* Task goal
All entries are to be given again verbatim.

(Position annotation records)
====================

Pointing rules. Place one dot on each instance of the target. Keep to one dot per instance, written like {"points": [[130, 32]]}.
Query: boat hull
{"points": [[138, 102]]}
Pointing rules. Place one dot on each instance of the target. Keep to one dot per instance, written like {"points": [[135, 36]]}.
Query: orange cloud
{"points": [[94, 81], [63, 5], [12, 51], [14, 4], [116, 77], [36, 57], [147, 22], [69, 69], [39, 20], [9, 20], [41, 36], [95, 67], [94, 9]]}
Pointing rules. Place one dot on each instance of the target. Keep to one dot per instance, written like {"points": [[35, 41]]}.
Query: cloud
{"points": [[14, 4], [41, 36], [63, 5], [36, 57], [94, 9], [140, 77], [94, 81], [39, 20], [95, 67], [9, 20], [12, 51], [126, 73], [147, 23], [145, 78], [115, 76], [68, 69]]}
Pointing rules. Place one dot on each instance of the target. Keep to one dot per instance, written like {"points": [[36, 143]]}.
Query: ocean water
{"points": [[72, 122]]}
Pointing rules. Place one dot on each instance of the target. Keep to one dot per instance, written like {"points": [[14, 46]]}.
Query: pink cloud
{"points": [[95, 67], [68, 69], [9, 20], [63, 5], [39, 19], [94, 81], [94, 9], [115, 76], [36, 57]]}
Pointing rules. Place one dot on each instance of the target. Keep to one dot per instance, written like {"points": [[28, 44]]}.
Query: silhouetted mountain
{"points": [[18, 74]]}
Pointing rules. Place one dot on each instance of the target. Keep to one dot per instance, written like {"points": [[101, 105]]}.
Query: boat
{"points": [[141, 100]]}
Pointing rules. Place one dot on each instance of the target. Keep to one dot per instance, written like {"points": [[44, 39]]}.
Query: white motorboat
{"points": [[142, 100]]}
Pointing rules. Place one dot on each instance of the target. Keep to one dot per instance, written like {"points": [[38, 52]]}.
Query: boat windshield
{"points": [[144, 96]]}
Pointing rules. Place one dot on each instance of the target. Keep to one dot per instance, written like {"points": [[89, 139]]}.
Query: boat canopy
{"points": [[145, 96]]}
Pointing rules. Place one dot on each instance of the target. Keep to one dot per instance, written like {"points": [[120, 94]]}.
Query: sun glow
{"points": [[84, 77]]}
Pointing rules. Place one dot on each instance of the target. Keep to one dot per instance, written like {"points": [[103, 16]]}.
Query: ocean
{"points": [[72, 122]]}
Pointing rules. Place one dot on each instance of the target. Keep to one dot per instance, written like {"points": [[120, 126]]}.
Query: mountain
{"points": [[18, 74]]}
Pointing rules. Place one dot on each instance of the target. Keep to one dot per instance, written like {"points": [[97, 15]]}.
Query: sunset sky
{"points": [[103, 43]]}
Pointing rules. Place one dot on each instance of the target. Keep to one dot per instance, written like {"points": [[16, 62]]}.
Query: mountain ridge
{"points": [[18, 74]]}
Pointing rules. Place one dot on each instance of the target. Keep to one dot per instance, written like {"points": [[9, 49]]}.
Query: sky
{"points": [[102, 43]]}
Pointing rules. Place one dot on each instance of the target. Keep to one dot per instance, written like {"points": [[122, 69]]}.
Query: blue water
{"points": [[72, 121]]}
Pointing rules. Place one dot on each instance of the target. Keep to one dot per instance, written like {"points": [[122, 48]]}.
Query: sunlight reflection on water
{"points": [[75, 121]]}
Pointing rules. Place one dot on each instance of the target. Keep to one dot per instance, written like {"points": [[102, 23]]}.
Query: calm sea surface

====================

* Exercise solution
Pointing rules. Place one dot on each instance of the target. Keep to one dot per instance, written like {"points": [[130, 32]]}.
Query: boat hull
{"points": [[138, 102]]}
Pointing rules. Place one dot on each instance of the target. Keep to one dot per instance, written like {"points": [[135, 36]]}.
Query: orange cloud
{"points": [[94, 81], [63, 5], [12, 51], [14, 4], [116, 77], [36, 57], [147, 22], [69, 69], [39, 20], [9, 20], [41, 36], [95, 67], [94, 9]]}
Pointing rules. Place one dot on each instance of the target. Keep to one dot per instance, written like {"points": [[35, 41]]}.
Query: cloud
{"points": [[14, 4], [41, 36], [63, 5], [36, 57], [94, 9], [140, 77], [94, 81], [39, 20], [95, 67], [9, 20], [12, 51], [126, 73], [147, 23], [145, 78], [115, 76], [68, 69]]}
Pointing rules. Place one dot on each instance of the target. Keep to one dot per instance, written like {"points": [[36, 143]]}.
Query: ocean water
{"points": [[72, 122]]}
Pointing rules. Place one dot on each instance of the target. Keep to one dot per instance, written like {"points": [[14, 46]]}.
Query: pink cloud
{"points": [[95, 67], [68, 69], [9, 20], [63, 5], [39, 19], [94, 81], [94, 9], [115, 76], [36, 57]]}
Pointing rules. Place one dot on each instance of the target. Keep to one dot per instance, written like {"points": [[28, 44]]}.
Query: silhouetted mountain
{"points": [[18, 74]]}
Pointing rules. Place one dot on each instance of the target. Keep to one dot per instance, written like {"points": [[101, 105]]}.
Query: boat
{"points": [[141, 100]]}
Pointing rules. Place one dot on each instance of the target. Keep to one dot per instance, written like {"points": [[44, 39]]}.
Query: white motorboat
{"points": [[142, 100]]}
Pointing rules. Place one dot on each instance of the target. Keep to one dot per instance, written like {"points": [[38, 52]]}.
Query: boat windshield
{"points": [[144, 96]]}
Pointing rules. Place one dot on each instance of the target. Keep to one dot per instance, written like {"points": [[89, 139]]}.
Query: boat canopy
{"points": [[145, 96]]}
Pointing rules. Place one dot on each instance of the target. Keep to one dot per instance, written like {"points": [[120, 94]]}.
Query: sun glow
{"points": [[84, 77]]}
Pointing rules. Place one dot on each instance of the target. Keep to one dot per instance, written like {"points": [[103, 16]]}.
Query: ocean
{"points": [[72, 122]]}
Pointing rules. Place one dot on each instance of the target. Keep to one dot per instance, written like {"points": [[120, 126]]}.
Query: mountain
{"points": [[18, 74]]}
Pointing rules. Place one dot on each instance of the target. Keep to one dot per instance, written like {"points": [[97, 15]]}.
Query: sunset sky
{"points": [[103, 43]]}
Pointing rules. Place one dot on each instance of the target. Keep to one dot per instance, written like {"points": [[16, 62]]}.
Query: mountain ridge
{"points": [[18, 74]]}
Pointing rules. Place one dot on each instance of the target. Keep to one dot per instance, written like {"points": [[9, 49]]}.
Query: sky
{"points": [[102, 43]]}
Pointing rules. Place one dot on each instance of the target. Keep to one dot per instance, written like {"points": [[122, 69]]}.
Query: blue water
{"points": [[72, 121]]}
Pointing rules. Place one dot on each instance of the target. Keep to one dot per instance, written like {"points": [[122, 48]]}.
Query: sunlight reflection on water
{"points": [[75, 121]]}
Pointing rules. Place one dot on each instance of the target. Keep to one dot per instance, written like {"points": [[102, 23]]}.
Query: calm sea surface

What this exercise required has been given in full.